Couverture de RERU_092

Article de revue

Pour un développement rurbain durable

Pages 231 à 238

Notes

  • [1]
    - Dans cet article, nous distinguons l’exurbain, prolongation diffuse du suburbain, du rurbain intégré dans le milieu rural souvent dans des villages anciens.

- 1 - Une vague de fond : le rurbain

1 Qui aurait pu penser, au début du siècle, à l’ampleur du développement de l’habitat et des activités dans les zones anciennement rurales, devenues ainsi « rurbaines [1] » selon le terme reconnu dans les statistiques ? Ni la théorie des lieux centraux de CHRISTALLER, ni la théorie des pôles de croissance de PERROUX n’envisageaient ce dynamisme propre au rurbain, tant l’accent était mis sur le seul rôle des villes dans la croissance.

2 Seuls certains architectes comme WRIGHT avec son projet de « broadacres » présenté au MoMA de New York dans les années trente (WRIGHT, 1958 ; TWOMBLY, 1972), une dissémination organisée du pavillonnaire sur le territoire des États-Unis, avec un maillage routier adapté, et les « désurbanistes » soviétiques des années vingt (KOPP, 1972) proposant un urbanisme de faible densité (en opposition avec les urbanistes et leur habitat collectif), envisageaient cette déconcentration en la structurant. Mais le germe existait un peu partout dans le monde avec le mythe jeffersonien de la vie en communautés, ou dans les projets d’unités de voisinages qui proposaient de regrouper les habitants en unités de l’ordre de 2000 habitants avec leurs services de voisinage, des sortes de villages, ce qui fut fait dans de nombreuses villes nouvelles, en Angleterre par exemple, et dans les banlieues américaines.

### Consigne
Reproduisez mot pour mot l'ensemble du texte sur le développement rurbain.

### Données fournies
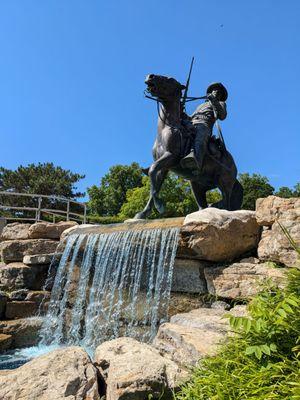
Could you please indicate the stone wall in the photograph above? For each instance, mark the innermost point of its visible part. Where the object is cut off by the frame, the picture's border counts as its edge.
(26, 251)
(224, 254)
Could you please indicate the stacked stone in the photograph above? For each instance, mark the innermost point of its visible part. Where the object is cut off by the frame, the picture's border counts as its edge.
(26, 251)
(228, 255)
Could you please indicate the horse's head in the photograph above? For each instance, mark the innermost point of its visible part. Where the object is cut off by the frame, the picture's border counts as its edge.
(162, 87)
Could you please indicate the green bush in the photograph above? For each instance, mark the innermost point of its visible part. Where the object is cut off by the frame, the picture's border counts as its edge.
(262, 361)
(96, 219)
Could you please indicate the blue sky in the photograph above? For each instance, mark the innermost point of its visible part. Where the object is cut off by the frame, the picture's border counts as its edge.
(72, 79)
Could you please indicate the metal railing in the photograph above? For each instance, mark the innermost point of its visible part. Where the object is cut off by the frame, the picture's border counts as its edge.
(39, 212)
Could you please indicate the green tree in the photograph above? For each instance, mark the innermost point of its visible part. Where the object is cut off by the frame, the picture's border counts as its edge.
(296, 192)
(175, 192)
(41, 178)
(285, 192)
(255, 186)
(108, 198)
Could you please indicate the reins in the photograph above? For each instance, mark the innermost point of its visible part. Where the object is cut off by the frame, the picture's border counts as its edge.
(189, 99)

### Réponse
Couverture de RERU_092

Article de revue

Pour un développement rurbain durable

Pages 231 à 238

Notes

  • [1]
    - Dans cet article, nous distinguons l’exurbain, prolongation diffuse du suburbain, du rurbain intégré dans le milieu rural souvent dans des villages anciens.

- 1 - Une vague de fond : le rurbain

1 Qui aurait pu penser, au début du siècle, à l’ampleur du développement de l’habitat et des activités dans les zones anciennement rurales, devenues ainsi « rurbaines [1] » selon le terme reconnu dans les statistiques ? Ni la théorie des lieux centraux de CHRISTALLER, ni la théorie des pôles de croissance de PERROUX n’envisageaient ce dynamisme propre au rurbain, tant l’accent était mis sur le seul rôle des villes dans la croissance.

2 Seuls certains architectes comme WRIGHT avec son projet de « broadacres » présenté au MoMA de New York dans les années trente (WRIGHT, 1958 ; TWOMBLY, 1972), une dissémination organisée du pavillonnaire sur le territoire des États-Unis, avec un maillage routier adapté, et les « désurbanistes » soviétiques des années vingt (KOPP, 1972) proposant un urbanisme de faible densité (en opposition avec les urbanistes et leur habitat collectif), envisageaient cette déconcentration en la structurant. Mais le germe existait un peu partout dans le monde avec le mythe jeffersonien de la vie en communautés, ou dans les projets d’unités de voisinages qui proposaient de regrouper les habitants en unités de l’ordre de 2000 habitants avec leurs services de voisinage, des sortes de villages, ce qui fut fait dans de nombreuses villes nouvelles, en Angleterre par exemple, et dans les banlieues américaines.